— Begin —
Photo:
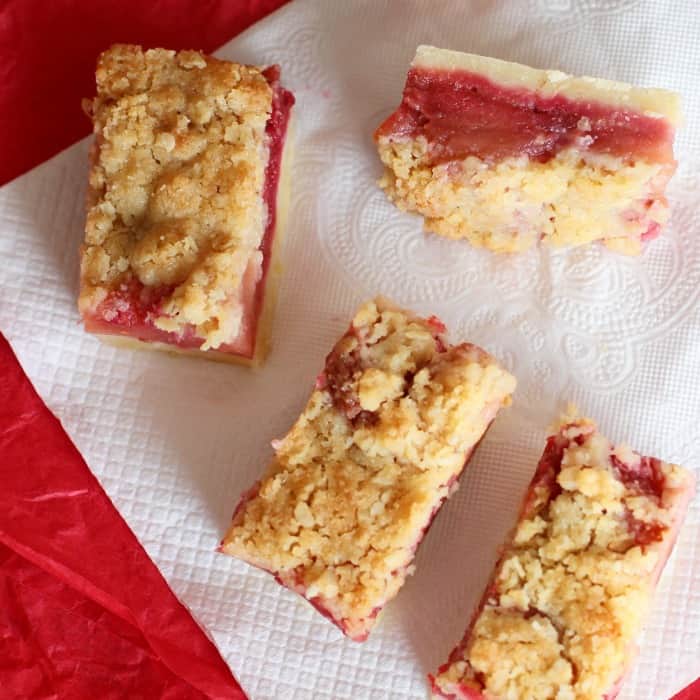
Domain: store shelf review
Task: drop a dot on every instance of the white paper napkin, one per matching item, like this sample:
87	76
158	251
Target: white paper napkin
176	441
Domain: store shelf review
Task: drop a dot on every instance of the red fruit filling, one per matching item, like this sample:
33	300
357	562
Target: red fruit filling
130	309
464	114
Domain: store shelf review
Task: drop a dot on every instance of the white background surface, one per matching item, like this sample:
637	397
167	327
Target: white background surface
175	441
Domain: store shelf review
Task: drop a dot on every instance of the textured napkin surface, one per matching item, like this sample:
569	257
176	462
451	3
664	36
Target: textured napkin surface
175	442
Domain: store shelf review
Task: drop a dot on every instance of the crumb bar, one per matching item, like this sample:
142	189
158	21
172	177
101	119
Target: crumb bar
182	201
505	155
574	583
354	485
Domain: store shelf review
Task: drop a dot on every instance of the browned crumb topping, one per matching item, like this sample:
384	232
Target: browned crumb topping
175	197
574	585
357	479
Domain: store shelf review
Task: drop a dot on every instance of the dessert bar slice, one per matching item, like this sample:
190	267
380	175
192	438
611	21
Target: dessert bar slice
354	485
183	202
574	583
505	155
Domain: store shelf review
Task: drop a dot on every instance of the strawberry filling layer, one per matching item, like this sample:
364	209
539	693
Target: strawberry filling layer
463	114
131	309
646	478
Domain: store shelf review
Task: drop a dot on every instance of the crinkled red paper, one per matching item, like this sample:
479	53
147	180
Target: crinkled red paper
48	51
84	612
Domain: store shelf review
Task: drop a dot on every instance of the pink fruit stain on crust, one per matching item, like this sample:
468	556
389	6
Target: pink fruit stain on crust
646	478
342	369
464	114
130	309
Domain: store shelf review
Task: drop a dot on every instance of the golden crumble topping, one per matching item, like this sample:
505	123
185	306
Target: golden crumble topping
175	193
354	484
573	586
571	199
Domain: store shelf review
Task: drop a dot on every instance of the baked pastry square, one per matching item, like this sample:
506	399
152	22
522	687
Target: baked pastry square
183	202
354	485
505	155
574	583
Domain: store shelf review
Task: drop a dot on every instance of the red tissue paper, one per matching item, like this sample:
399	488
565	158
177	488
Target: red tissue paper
— End —
— Begin —
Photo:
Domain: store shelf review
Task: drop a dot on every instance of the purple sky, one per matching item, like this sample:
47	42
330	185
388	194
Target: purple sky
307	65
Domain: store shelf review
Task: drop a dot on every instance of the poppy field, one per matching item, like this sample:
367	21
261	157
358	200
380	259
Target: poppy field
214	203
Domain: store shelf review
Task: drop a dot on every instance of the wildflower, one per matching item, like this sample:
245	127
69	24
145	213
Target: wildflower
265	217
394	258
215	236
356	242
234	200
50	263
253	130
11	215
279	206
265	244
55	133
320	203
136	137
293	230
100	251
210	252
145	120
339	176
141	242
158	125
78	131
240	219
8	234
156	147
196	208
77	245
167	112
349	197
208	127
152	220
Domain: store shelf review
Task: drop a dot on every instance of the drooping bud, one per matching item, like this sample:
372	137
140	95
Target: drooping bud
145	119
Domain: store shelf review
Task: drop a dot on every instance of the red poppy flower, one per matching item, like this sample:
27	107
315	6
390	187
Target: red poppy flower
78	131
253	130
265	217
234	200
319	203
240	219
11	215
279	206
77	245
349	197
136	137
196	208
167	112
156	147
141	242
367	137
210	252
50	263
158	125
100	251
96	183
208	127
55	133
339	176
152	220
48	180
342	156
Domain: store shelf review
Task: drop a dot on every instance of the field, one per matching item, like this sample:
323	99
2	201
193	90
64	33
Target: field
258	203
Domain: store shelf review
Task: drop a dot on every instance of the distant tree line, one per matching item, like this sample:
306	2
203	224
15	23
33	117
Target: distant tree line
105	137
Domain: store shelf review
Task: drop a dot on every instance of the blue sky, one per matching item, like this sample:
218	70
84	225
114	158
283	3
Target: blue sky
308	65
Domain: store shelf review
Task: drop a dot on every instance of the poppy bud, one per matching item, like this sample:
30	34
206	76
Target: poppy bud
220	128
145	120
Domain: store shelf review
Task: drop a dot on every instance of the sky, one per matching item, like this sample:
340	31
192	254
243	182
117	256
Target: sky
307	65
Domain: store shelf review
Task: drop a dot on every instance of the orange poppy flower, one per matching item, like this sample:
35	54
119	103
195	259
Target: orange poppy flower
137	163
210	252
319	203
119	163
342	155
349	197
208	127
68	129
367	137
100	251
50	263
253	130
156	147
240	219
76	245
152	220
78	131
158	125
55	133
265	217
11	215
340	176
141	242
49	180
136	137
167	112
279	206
— End —
Task description:
Find each line in the listing above that contains the word "blue", and copy those lines out in full.

Exercise answer:
Task: drop a dot on every instance of the blue sky, one per matching item, like this sample:
Target: blue sky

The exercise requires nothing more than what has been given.